* Instruções da tarefa: Reescreva em formato CSV de duas colunas, "texto" e "resposta", os itens do trecho que começa na linha que contém "form [(49, 198)]." e termina na linha que contém "[(62, 711), (360, 476), (228, 445), (324, 334), (242, 255)]", com uma linha por item. Coloque cada campo entre aspas e substitua as quebras de linha por espaços.

* Linhas armazenadas:

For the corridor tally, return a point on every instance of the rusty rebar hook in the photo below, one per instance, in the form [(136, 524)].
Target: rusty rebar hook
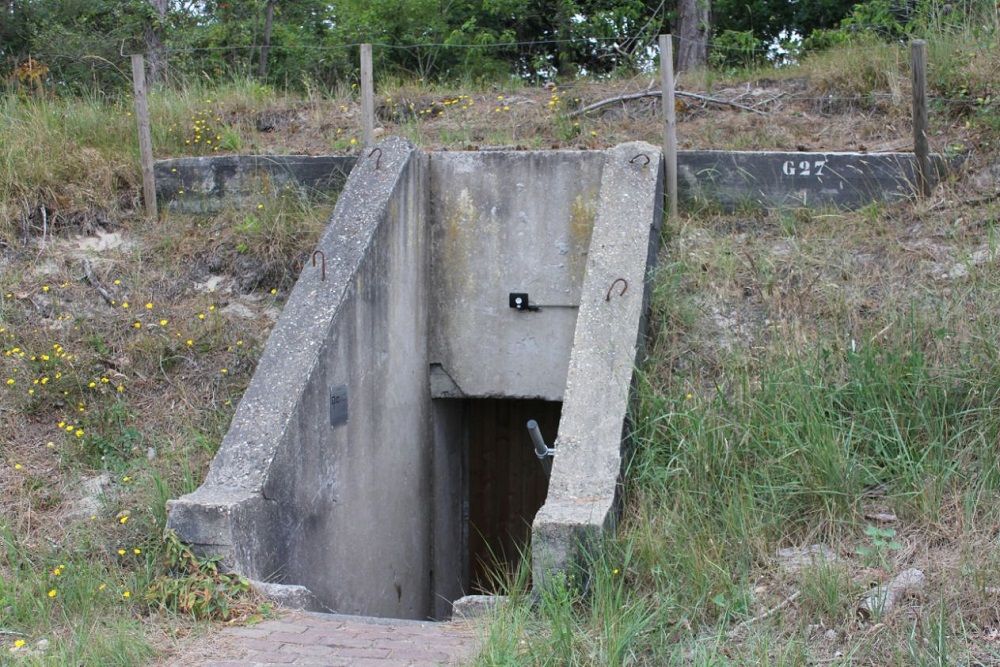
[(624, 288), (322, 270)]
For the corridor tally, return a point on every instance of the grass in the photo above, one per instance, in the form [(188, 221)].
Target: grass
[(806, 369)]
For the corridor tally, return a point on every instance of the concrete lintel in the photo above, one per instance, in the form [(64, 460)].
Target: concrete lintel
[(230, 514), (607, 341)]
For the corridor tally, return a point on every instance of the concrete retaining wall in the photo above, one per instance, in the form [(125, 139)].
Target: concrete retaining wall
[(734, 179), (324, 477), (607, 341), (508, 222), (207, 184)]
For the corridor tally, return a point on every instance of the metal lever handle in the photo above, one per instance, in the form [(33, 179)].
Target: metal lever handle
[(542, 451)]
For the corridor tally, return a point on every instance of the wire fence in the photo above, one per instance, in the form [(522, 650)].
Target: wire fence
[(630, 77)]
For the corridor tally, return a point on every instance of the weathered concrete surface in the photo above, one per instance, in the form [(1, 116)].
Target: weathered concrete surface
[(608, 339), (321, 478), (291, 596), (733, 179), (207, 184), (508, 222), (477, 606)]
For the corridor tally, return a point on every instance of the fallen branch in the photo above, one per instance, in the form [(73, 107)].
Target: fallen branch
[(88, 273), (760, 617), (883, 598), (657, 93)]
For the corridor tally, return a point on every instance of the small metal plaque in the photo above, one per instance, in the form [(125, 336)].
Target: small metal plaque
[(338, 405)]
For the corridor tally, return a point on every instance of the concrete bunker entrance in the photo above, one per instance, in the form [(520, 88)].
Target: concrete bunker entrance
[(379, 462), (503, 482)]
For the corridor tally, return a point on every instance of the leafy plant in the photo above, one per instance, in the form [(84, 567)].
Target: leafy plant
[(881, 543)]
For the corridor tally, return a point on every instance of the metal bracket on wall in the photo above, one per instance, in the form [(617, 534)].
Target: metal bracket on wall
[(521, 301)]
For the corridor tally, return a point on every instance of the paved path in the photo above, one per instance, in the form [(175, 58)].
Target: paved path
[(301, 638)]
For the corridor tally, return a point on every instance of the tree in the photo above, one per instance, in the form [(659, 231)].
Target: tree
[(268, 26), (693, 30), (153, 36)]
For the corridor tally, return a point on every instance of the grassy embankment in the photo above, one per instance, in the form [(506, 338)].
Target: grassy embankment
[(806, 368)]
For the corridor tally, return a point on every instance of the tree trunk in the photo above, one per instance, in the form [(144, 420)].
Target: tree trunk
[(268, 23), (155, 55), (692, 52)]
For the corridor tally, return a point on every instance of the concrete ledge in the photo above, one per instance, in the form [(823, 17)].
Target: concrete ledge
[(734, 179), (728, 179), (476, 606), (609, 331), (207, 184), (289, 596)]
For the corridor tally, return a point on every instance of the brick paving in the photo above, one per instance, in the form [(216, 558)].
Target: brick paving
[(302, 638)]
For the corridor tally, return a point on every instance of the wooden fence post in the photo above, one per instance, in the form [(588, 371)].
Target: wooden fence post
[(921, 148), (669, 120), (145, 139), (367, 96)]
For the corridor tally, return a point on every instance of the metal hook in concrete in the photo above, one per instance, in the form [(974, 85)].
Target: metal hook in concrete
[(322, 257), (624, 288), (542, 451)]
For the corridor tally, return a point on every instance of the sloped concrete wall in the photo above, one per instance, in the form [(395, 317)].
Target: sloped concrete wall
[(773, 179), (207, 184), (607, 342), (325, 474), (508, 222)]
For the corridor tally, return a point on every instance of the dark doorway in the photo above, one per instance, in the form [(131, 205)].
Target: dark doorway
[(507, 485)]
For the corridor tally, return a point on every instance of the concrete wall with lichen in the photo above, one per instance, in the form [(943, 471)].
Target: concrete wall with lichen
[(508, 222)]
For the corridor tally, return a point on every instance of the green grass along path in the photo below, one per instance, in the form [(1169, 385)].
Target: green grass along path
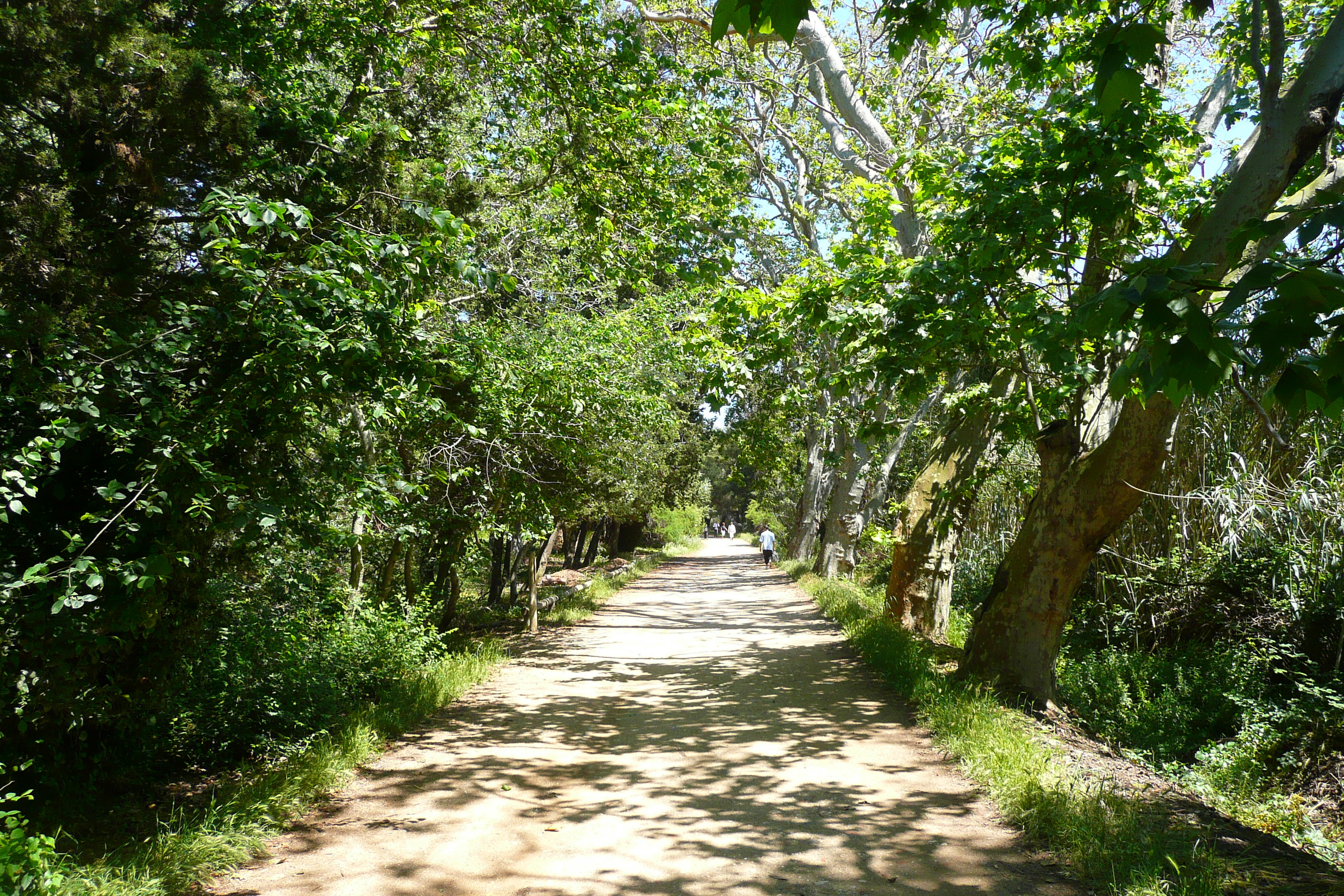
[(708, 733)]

--

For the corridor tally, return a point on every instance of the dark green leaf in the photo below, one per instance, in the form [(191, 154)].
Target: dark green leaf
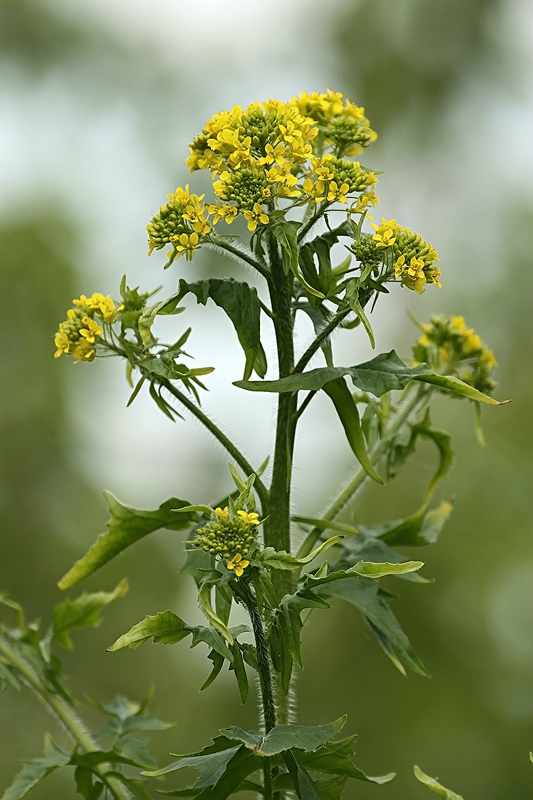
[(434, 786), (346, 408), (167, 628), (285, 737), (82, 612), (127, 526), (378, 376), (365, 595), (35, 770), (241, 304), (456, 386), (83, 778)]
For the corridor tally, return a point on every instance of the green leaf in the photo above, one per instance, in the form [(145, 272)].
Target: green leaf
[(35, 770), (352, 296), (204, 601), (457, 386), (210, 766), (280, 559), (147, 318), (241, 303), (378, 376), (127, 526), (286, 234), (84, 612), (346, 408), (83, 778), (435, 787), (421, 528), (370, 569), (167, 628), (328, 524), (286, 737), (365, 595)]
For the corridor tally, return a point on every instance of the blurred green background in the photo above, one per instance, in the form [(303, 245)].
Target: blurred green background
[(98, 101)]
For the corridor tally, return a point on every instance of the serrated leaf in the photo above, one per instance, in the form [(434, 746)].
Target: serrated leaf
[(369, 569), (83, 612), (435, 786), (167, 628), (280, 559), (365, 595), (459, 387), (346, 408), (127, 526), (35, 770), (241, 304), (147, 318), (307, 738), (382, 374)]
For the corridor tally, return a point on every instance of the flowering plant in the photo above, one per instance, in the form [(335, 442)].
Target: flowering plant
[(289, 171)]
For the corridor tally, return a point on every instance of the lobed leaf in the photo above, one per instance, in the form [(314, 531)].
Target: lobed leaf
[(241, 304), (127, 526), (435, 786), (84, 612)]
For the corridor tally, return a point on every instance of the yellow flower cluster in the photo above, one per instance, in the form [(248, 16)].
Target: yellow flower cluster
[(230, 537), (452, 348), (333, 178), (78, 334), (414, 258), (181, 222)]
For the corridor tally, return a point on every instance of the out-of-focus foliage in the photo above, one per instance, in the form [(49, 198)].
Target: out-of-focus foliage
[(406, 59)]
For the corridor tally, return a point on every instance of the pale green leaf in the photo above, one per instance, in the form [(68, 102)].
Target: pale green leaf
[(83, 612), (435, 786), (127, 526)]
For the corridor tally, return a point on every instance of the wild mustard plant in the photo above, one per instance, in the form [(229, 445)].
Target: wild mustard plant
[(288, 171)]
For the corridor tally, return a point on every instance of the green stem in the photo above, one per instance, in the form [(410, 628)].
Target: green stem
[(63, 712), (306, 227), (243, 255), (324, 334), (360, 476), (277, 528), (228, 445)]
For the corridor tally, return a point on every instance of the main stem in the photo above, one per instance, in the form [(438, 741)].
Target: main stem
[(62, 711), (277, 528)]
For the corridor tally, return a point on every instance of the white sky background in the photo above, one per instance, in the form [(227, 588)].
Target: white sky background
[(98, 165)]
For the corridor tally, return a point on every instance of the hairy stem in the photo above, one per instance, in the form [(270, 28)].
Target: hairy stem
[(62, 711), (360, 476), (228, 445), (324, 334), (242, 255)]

...

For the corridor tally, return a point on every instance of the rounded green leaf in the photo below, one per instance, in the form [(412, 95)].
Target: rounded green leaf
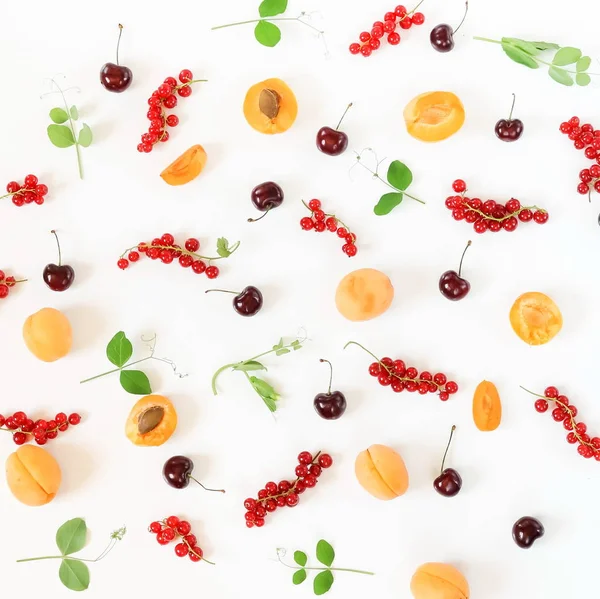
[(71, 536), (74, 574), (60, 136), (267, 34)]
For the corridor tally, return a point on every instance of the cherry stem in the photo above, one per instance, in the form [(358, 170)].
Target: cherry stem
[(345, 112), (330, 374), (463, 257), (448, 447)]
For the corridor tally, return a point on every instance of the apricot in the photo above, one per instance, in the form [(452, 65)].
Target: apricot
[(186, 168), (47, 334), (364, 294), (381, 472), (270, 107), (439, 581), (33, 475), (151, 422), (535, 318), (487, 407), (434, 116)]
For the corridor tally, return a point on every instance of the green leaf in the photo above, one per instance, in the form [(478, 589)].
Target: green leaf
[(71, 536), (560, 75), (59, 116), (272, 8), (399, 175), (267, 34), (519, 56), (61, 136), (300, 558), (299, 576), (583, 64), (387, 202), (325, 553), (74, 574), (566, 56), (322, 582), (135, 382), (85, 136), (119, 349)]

* Tarefa concluída:
texto,resposta
"For the corridor tally, return a point on every instance of the out-of-focus foliage in the photo above, one per instance, in the form [(49, 198)]. Target: out-of-focus foliage","[(406, 59)]"
"For the corridor tally, return a point on every instance of the pale green leaf in the photo above, one per instance, in the form [(68, 102)]. Target: pale green leaf","[(83, 612), (435, 786), (127, 526)]"
"For the corridor tally, return a point on every instance of the wild mustard plant in the photo above, one per instance, in the form [(229, 445)]. Target: wild mustard plant","[(288, 171)]"
"For the corridor tally, return a point on every instance of the green stem in the photo above, one per instance, in the form [(410, 628)]. Target: green stem","[(63, 712), (306, 227), (243, 255), (324, 334), (360, 476), (277, 528), (228, 445)]"
"For the corridor tally, return a point on every instance of the main stem in the photo above, one per instance, in the form [(438, 741)]. Target: main stem","[(62, 711), (277, 528)]"
"For the corridor tally, return a point on every instance of the white sky background in the photo above, one per instance, in the form [(227, 588)]. Target: white sky background","[(98, 165)]"
"For the corridor tally, return a point on every instance of the hairy stem in the photo above, one per instance, in the form [(270, 28)]. Target: hairy stem","[(62, 711), (360, 476), (228, 445), (324, 334), (242, 255)]"